TRECHO →
★ ★ ★ ★ ★ ★ ★
O efeito do consumo crônico de etanol na absorção duodenal de ferro em
camundongos
GASTROENTEROLOGIA EXPERIMENTAL EXPERIMENTAL GASTROENTEROLOGY
O efeito do consumo crônico de etanol na absorção duodenal de ferro em
camundongos
The effect of chronic ethanol consumption on duodenal absorption of iron in
mice
Kelly Renata SabinoI; Andy PetroianuII; Luiz Ronaldo AlbertiI; Adriana Nunes
MachadoIII
ISanta Casa de Belo Horizonte
IIDepartamento de Cirurgia da Faculdade de Medicina - UFMG
IIIMédica
Correspondência
INTRODUÇÃO
O ferro é essencial ao metabolismo, atuando diretamente nas reações celulares
ou como cofator para centenas de proteínas(2, 6, 19). A quantidade total de
ferro presente no corpo humano é de aproximadamente 4 g, permanecendo constante
durante toda a vida adulta, devido ao balanço entre a sua absorção e excreção
(6).
Embora pouco conhecidos, existem mecanismos fisiológicos destinados a garantir
a manutenção do conteúdo total de ferro dentro de estreita faixa de
concentração sérica. O seu conteúdo total é determinado mais pela limitação a
sua entrada no organismo, do que pela excreção aumentada, que constitui via
habitual de equilíbrio dos eletrólitos(1, 2, 3).
★ ★ ★ ★ ★ ★ ★
DADOS DE ENTRADA →
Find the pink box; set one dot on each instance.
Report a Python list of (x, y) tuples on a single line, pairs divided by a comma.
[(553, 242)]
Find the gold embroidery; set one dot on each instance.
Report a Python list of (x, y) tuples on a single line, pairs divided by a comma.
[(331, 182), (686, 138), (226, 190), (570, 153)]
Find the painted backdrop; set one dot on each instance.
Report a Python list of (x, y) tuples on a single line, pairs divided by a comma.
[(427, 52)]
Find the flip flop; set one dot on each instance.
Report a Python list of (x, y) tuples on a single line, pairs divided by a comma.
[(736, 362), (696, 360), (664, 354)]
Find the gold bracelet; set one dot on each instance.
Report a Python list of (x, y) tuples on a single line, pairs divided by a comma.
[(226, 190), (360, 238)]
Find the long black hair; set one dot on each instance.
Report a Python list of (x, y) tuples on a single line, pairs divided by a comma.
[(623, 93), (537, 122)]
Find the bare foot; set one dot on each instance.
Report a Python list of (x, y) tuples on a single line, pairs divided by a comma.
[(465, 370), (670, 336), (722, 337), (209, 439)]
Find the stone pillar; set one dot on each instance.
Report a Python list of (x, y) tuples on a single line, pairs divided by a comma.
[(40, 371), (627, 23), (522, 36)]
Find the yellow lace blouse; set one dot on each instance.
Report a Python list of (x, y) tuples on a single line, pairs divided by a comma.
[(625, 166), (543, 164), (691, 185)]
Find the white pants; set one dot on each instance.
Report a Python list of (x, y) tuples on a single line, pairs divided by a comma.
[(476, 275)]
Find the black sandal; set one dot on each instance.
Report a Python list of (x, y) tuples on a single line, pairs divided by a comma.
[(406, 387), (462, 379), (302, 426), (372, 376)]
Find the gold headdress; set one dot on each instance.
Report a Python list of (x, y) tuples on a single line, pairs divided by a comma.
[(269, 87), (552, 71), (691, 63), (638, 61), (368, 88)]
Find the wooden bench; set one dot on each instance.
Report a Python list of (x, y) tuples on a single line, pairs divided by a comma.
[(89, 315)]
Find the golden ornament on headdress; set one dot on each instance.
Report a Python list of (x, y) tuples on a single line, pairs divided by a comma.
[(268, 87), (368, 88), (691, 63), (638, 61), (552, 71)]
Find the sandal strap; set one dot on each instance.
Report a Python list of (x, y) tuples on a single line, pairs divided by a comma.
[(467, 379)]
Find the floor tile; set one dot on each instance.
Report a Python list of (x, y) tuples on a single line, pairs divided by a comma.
★ ★ ★ ★ ★ ★ ★
O QUE FAZER → Liste, por favor, todos os autores cujos nomes aparecem no trecho.

RESULTADO ABAIXO →
Kelly Renata Sabino
Andy Petroianu
Luiz Ronaldo Alberti
Adriana Nunes Machado